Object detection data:
○ ○ ○ ○
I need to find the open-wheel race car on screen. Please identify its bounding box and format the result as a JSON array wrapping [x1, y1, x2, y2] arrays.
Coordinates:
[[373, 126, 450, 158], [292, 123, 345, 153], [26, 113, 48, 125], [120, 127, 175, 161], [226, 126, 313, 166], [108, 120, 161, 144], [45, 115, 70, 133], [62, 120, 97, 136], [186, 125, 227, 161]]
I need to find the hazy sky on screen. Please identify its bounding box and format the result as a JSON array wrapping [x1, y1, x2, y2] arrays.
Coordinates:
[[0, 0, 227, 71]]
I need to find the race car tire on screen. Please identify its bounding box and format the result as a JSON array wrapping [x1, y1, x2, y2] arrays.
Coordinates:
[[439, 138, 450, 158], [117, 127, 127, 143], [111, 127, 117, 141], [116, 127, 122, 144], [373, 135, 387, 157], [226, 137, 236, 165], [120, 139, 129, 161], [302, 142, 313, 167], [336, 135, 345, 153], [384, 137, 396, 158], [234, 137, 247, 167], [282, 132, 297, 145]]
○ ○ ○ ○
• **INSTRUCTION**
Update the entries above by replacing "I need to find" with "I want to locate" wherever it appears, leaving every other part unchanged.

• **TASK RESPONSE**
I want to locate the open-wheel race car on screen. Please identify its bounding box and format the result as a JSON array wrapping [x1, y1, x2, y2] arrays.
Coordinates:
[[373, 126, 450, 158], [292, 123, 345, 153], [26, 113, 48, 125], [120, 127, 175, 161], [226, 126, 313, 166], [108, 120, 161, 144], [45, 115, 70, 133], [62, 120, 97, 136], [186, 125, 227, 161]]
I want to locate the hazy sky on screen. Please identify its bounding box and format the result as a JSON array wrapping [x1, y1, x2, y2] arrays.
Coordinates:
[[0, 0, 227, 71]]
I want to locate the race car tire on screen. Please identify its bounding box and format the result as a JSON array wrapping [x1, y1, x2, y2] arrays.
Coordinates:
[[439, 138, 450, 158], [117, 127, 127, 143], [111, 127, 117, 141], [116, 127, 122, 144], [373, 135, 387, 157], [226, 137, 236, 165], [120, 139, 129, 161], [302, 142, 313, 167], [336, 135, 345, 153], [384, 137, 396, 158], [234, 137, 247, 167], [282, 132, 297, 145]]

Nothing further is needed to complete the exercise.